_Exercise prompt_
Reproduce all entries word for word.

_Exercise materials_
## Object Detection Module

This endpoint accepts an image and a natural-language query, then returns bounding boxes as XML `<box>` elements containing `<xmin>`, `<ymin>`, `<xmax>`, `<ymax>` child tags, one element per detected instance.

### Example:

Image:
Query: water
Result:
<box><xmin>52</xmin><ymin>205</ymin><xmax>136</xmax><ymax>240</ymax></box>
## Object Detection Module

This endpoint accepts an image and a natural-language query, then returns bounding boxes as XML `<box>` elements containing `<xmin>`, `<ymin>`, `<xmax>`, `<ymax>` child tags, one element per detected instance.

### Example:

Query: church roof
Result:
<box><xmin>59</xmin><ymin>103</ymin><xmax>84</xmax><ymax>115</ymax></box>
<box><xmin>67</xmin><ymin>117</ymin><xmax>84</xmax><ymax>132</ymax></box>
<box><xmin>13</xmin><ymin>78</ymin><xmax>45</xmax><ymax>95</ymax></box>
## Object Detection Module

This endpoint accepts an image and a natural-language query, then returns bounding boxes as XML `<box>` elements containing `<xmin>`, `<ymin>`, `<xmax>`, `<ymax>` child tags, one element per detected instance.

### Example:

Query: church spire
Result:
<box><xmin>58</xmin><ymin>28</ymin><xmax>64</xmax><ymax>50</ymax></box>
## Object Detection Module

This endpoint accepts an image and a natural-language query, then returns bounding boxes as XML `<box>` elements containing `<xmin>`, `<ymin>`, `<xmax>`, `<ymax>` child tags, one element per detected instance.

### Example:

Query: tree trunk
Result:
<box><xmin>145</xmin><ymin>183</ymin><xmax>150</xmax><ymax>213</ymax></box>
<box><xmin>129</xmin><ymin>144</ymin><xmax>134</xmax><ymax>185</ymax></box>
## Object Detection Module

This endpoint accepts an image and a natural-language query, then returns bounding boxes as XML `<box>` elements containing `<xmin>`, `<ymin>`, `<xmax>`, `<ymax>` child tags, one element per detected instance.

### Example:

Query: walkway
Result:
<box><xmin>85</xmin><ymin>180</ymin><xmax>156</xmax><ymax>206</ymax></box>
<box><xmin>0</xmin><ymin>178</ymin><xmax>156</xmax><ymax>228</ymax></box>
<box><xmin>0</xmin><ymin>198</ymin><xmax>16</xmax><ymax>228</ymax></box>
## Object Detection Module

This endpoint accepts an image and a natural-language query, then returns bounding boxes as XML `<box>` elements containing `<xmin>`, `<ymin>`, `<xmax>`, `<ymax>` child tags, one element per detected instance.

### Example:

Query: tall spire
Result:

_Reply to the exercise_
## Object Detection Module

This endpoint accepts an image and a natural-language query, then returns bounding boxes as XML `<box>` elements containing `<xmin>`, `<ymin>`, `<xmax>`, `<ymax>` child tags, one element per detected instance.

### Example:

Image:
Query: water
Result:
<box><xmin>52</xmin><ymin>205</ymin><xmax>136</xmax><ymax>240</ymax></box>
## Object Detection Module

This endpoint accepts an image and a natural-language query, then returns bounding boxes as XML `<box>` elements containing `<xmin>`, `<ymin>`, `<xmax>`, `<ymax>` child tags, one element per detected instance.

### Example:

Query: church roof
Result:
<box><xmin>59</xmin><ymin>103</ymin><xmax>84</xmax><ymax>115</ymax></box>
<box><xmin>67</xmin><ymin>117</ymin><xmax>84</xmax><ymax>132</ymax></box>
<box><xmin>13</xmin><ymin>78</ymin><xmax>45</xmax><ymax>95</ymax></box>
## Object Detection Module

This endpoint accepts an image and a natural-language query, then returns bounding boxes as XML `<box>` elements containing `<xmin>`, `<ymin>`, `<xmax>`, `<ymax>` child tags, one element per detected instance.

### Example:

Query: church spire
Result:
<box><xmin>58</xmin><ymin>28</ymin><xmax>64</xmax><ymax>50</ymax></box>
## Object Detection Module

This endpoint accepts an image and a natural-language query, then returns bounding boxes as XML `<box>` elements containing `<xmin>`, `<ymin>`, `<xmax>`, `<ymax>` child tags, one element per detected instance.

### Example:

Query: tree trunk
Result:
<box><xmin>145</xmin><ymin>183</ymin><xmax>150</xmax><ymax>213</ymax></box>
<box><xmin>129</xmin><ymin>144</ymin><xmax>134</xmax><ymax>185</ymax></box>
## Object Detection Module

This endpoint accepts an image and a natural-language query, then returns bounding boxes as XML `<box>` elements containing `<xmin>`, `<ymin>`, `<xmax>`, `<ymax>` child tags, one element per detected instance.

### Example:

Query: walkway
Result:
<box><xmin>85</xmin><ymin>180</ymin><xmax>156</xmax><ymax>206</ymax></box>
<box><xmin>0</xmin><ymin>178</ymin><xmax>156</xmax><ymax>228</ymax></box>
<box><xmin>0</xmin><ymin>198</ymin><xmax>16</xmax><ymax>228</ymax></box>
## Object Detection Module

This endpoint accepts an image and a natural-language query, then returns bounding boxes as XML `<box>` elements containing `<xmin>`, `<ymin>`, `<xmax>`, `<ymax>` child tags, one element per detected instance.

### Example:

Query: tall spire
Result:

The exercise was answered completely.